START DATA FOR THIS TASK
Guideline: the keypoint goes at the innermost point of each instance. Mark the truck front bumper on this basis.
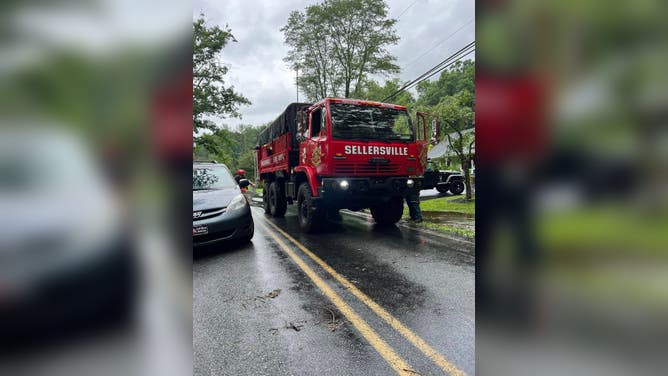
(359, 192)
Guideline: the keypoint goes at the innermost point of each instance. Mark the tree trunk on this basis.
(467, 177)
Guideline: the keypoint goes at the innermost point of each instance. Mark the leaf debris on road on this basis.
(273, 294)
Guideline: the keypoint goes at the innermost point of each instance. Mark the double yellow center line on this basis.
(392, 358)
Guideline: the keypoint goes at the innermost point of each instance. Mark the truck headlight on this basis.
(238, 202)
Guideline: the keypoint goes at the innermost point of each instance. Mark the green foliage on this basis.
(336, 44)
(233, 148)
(210, 95)
(460, 77)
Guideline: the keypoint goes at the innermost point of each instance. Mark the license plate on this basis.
(200, 230)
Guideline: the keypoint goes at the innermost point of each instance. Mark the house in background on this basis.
(442, 156)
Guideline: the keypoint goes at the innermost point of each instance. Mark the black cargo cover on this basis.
(286, 122)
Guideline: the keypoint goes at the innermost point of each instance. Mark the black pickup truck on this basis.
(443, 181)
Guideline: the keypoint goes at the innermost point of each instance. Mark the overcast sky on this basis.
(257, 69)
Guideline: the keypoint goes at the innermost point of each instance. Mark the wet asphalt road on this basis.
(426, 283)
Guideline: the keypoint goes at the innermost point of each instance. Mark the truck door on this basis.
(315, 150)
(421, 138)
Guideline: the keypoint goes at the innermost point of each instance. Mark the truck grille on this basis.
(352, 168)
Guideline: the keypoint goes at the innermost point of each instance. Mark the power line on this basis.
(463, 52)
(407, 8)
(439, 43)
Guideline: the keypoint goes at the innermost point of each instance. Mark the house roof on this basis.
(442, 149)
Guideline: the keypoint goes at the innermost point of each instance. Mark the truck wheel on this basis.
(443, 188)
(388, 213)
(265, 200)
(277, 201)
(457, 187)
(309, 219)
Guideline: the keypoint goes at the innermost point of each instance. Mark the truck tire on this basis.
(309, 219)
(277, 202)
(443, 188)
(265, 200)
(388, 213)
(457, 187)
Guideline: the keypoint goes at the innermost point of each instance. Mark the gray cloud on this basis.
(256, 62)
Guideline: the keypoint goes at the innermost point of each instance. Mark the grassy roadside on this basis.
(435, 213)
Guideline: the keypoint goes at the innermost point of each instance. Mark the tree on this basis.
(458, 121)
(210, 95)
(336, 44)
(459, 77)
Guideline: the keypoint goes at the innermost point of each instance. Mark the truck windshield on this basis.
(355, 122)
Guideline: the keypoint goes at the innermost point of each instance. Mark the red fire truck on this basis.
(339, 154)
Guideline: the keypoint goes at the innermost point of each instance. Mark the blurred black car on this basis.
(220, 211)
(67, 259)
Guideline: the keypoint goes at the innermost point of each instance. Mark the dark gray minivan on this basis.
(220, 211)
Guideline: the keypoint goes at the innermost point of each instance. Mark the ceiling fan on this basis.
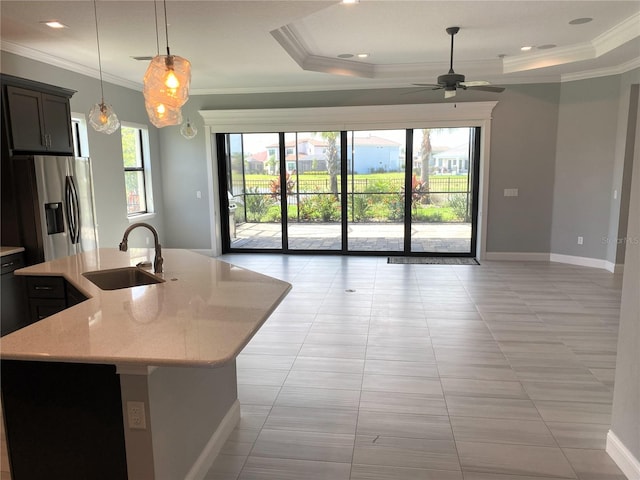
(452, 81)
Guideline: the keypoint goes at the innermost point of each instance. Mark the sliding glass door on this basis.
(314, 191)
(375, 190)
(442, 193)
(387, 192)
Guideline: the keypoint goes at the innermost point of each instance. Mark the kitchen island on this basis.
(144, 375)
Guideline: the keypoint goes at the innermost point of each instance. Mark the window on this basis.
(135, 155)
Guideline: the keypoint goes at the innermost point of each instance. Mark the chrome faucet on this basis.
(158, 260)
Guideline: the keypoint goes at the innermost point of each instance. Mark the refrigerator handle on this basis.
(72, 207)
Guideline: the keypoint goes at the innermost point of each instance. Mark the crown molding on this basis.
(39, 56)
(290, 41)
(622, 33)
(615, 37)
(559, 56)
(602, 72)
(345, 118)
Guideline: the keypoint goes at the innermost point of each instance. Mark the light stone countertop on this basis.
(203, 315)
(4, 251)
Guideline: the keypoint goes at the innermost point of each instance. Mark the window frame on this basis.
(145, 168)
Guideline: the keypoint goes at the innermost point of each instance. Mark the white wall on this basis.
(590, 156)
(624, 438)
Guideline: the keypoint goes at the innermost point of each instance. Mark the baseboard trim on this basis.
(517, 256)
(582, 261)
(621, 455)
(204, 462)
(201, 251)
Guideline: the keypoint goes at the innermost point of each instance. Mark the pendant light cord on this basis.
(166, 27)
(155, 15)
(95, 12)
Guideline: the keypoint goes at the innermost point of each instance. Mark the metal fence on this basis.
(358, 185)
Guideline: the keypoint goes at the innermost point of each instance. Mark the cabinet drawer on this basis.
END DATA FOR THIS TASK
### YOUR GOAL
Transcribe all of the data above word for word, leaving out the pictures.

### SOLUTION TO THE PROBLEM
Guideline: the keypoint goes at the innermost point of each instance. Mark the truck front bumper on this basis.
(359, 192)
Guideline: the keypoint goes at the innermost point of each instance. Mark the tree trunk on this basis.
(467, 177)
Guideline: the keypoint goes at the innermost point of each instance. Mark the leaf debris on road on this basis.
(273, 294)
Guideline: the keypoint goes at the innermost point of each instance. Mark the double yellow center line on this basis.
(392, 358)
Guideline: the keypoint goes at the innermost point of each instance. Mark the truck headlight on this basis.
(238, 202)
Guideline: the keypoint goes at the innermost point of each instance. Mark the green foliage on this basis.
(336, 44)
(233, 148)
(210, 95)
(460, 77)
Guideline: the keypoint goes at the innermost point of each instance. Mark the license plate on this basis.
(200, 230)
Guideline: the keypoint goes at the innermost point of each instance. Mark the house in background on this basis.
(442, 156)
Guideline: the keypoint goes at the innermost point of each instance. Mark the black cargo cover on this basis.
(286, 122)
Guideline: the keypoint goes at the innermost point of each instance. Mark the black pickup truck on this basis.
(443, 181)
Guideline: the keypoint goes at the innermost point of each instance. Mark the overcast sky on this basis.
(257, 69)
Guideline: the keypoint goes at the innermost point of each instance. Mark the wet asphalt road on this basis.
(426, 283)
Guideline: the keypoint goes at the innermost point of each instance. Mark the truck door on this basis.
(315, 150)
(421, 138)
Guideline: the keypoint goes at the innermost point of each instance. Mark the truck grille on this basis.
(352, 168)
Guideline: the keypoint goes at the innermost point of each instance. Mark the power line on this basis.
(463, 52)
(407, 8)
(439, 43)
Guideline: the keypoint goes at the innermost point of each instance. Mark the house roof on this basis.
(442, 149)
Guideline: the keypoint goes at the innermost point of each instance. Mark the truck wheel on this basis.
(443, 188)
(388, 213)
(265, 200)
(277, 201)
(457, 187)
(309, 219)
Guideline: the keypoint goes at the innermost point of each instance. Mark the truck tire on this basis.
(309, 219)
(277, 202)
(443, 188)
(265, 200)
(388, 213)
(457, 187)
Guideline: the keypoint goes at the innermost point of each instance. Mark the gray cloud on this basis.
(256, 62)
Guideline: the keypoint goes at the innermost point of each instance. Mark the grassy roadside on this basis.
(435, 213)
Guideline: the keypoint goes at the innermost point of each instance. Mark the tree on this basis.
(458, 121)
(210, 95)
(336, 44)
(459, 77)
Guideline: the keypoint goes at the innermost point of each instance. Mark the truck windshield on this basis.
(355, 122)
Guideline: the keypoint goes at the innermost point of each instance. Mark the red fire truck on this basis.
(339, 154)
Guideline: the keypoint goes at the innermost point of each instance. Mark the blurred black car on this basis.
(220, 211)
(67, 259)
Guideline: the keypoint goes at the innermost point of each instance. Mark the dark gray minivan on this basis.
(220, 211)
Guideline: the keypoint goes at the innermost point of each instance. Mark the ceiling fan on this basis.
(452, 81)
Guideline: the keypoint goes at the innermost point of each instance. Mark the sliding glass door on this basis.
(314, 191)
(375, 190)
(442, 193)
(387, 192)
Guideline: the keypoint goes at the innermost point of each instance. Mark the kitchen island on this basis.
(144, 375)
Guideline: the keypoint goes at the innermost point of each instance. Mark the window on this basis.
(135, 155)
Guideline: the keypoint goes at the innermost point of each instance. Mark the chrome faucet on this basis.
(158, 260)
Guideline: the keypoint goes at the innermost point of each instance. Mark the refrigerator handle on this basis.
(72, 207)
Guideline: the keypoint goes at the innermost point of each instance. Mark the crown molding on this basis.
(39, 56)
(290, 41)
(622, 33)
(615, 37)
(559, 56)
(602, 72)
(345, 118)
Guideline: the keypoint goes at the innermost point of each instance. Mark the light stone countertop on this basis.
(203, 315)
(4, 251)
Guideline: the keypoint goes at the innermost point of each instance. Mark the window frame on this basis.
(145, 168)
Guideline: the keypoint goes at the innermost point of each instance. Mark the white wall on this basis.
(590, 156)
(624, 438)
Guideline: the keypoint goes at the innermost point of each instance. Mark the baseboard trim on this basis.
(517, 256)
(582, 261)
(621, 455)
(204, 462)
(201, 251)
Guideline: the keypoint goes at the innermost point of each instance. Mark the pendant light cord on this basis.
(166, 27)
(155, 15)
(95, 12)
Guideline: the keypoint goes at the innermost point of each instance. Mark the metal fence on this basis.
(358, 185)
Guideline: the keypoint goes at the innermost point of each instance. Mark the cabinet drawer on this basis.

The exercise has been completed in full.